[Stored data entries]
►

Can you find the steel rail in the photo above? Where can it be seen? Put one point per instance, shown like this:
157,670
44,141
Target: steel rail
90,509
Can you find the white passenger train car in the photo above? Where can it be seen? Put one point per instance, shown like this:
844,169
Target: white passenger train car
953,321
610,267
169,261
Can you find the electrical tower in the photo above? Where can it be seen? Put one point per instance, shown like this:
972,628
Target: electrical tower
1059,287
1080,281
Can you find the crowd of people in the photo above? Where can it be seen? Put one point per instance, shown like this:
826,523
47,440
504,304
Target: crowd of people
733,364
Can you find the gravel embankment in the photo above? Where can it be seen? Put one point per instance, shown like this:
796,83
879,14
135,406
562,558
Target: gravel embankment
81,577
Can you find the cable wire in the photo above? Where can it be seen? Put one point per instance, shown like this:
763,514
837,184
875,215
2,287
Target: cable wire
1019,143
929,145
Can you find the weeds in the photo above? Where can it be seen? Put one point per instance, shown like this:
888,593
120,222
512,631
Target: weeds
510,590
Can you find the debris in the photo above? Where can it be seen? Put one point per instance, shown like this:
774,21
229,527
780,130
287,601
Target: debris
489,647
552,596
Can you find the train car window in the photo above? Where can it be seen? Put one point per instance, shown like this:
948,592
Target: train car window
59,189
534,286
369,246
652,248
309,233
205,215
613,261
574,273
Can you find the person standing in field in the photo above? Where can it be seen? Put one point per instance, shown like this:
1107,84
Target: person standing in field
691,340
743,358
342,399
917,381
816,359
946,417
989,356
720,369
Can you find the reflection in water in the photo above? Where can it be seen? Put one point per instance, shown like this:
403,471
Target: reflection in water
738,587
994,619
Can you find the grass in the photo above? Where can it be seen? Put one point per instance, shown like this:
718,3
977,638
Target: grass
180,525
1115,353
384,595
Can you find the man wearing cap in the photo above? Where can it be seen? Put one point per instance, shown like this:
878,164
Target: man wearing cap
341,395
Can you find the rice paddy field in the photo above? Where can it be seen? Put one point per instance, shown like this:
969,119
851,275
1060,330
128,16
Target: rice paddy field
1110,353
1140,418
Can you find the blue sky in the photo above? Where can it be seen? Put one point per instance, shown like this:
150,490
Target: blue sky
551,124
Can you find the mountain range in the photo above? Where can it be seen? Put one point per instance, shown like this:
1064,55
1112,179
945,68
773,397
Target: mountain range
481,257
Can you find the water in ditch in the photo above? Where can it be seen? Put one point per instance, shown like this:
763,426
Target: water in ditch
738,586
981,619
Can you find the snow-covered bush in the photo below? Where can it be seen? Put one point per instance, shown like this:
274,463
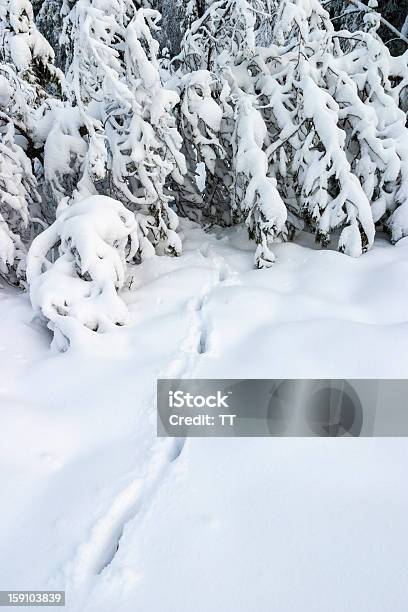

◄

TASK INSTRUCTIONS
Transcribe each line above verbatim, with the pictures left out.

RESPONSE BOX
Can you find the steel rail in the photo above? Where can it be seen? Put one point per instance, shown like this:
157,670
44,141
Target: steel rail
90,509
Can you find the white passenger train car in the photo above? Where can it be seen? Put one point per instance, shown like this:
844,169
Target: white passenger train car
953,321
610,267
169,261
Can you find the electrical tower in the photo above? Where can it be seen? Put one point per instance, shown like this:
972,628
Target: electrical tower
1059,287
1080,281
Can you find the crowd of people in the photo above? Where can it be seen? Put one point per instance, shown like this:
826,523
47,440
504,304
Target: crowd of people
733,364
Can you find the gravel embankment in the photo above? Where can it be seen? Put one point per instance, shown like this:
796,83
879,14
135,406
562,558
Target: gravel embankment
81,577
Can you find the cable wire in the photo above? Where can it be seen? Put one point per instance, shown like this:
763,514
837,184
875,215
2,287
Target: cable wire
1019,143
929,145
Can you find the weeds in the photo above? Where can it be seen? Put one point per instance, shown like this:
888,593
120,222
512,631
Target: weeds
510,590
Can you find the debris in the photo above? Where can it be seen? Put one point per instance, shown like this:
774,21
229,527
780,130
287,601
Target: debris
489,647
552,596
Can you find the train car window in the photo above? Where can it be seen? Put one point per instance, shown like this:
948,592
Target: train car window
59,189
534,286
369,246
652,248
309,233
205,215
613,261
574,273
Can you find the person standing in field in the photo above? Where can it be seen? Put one point per instance, shown like this:
1107,84
Target: person standing in field
691,340
743,358
342,399
917,381
816,359
946,417
989,356
720,369
Can you find the reflection in water in the photo above? Where can it be seen? Put one point per instance, shown like this:
403,471
Target: reflection in water
738,587
994,619
Can you find the grass in the photo above? Where can it be seen? Put one point per instance, shown like this:
718,3
977,638
Target: grass
180,525
1115,353
384,595
Can you find the man wearing cap in the photo above? Where can it be seen? Put one point per instance, shown like this:
878,164
Target: man wearing cap
341,395
Can you find the rice paddy field in the photo above? Where can it be seen? Put one point per instance, shown like this:
969,119
851,275
1060,330
128,16
Target: rice paddy field
1110,353
1140,418
Can you find the blue sky in the photo above? Where can it be seen? Put one point per instance, shown like this:
150,490
Target: blue sky
551,124
Can you find the mountain range in the photo above? Where can it be seen? Put one point per instance, shown like this:
1064,55
1112,179
945,68
773,397
Target: mountain range
481,257
Can you find the water in ditch in the photo above? Where can it be seen? Put one point per instance, shown like this:
763,426
Target: water in ditch
738,586
981,619
Can you find the snow-covered bush in the photo below? Where can it be seen? Put one point per instance, shown like this:
274,463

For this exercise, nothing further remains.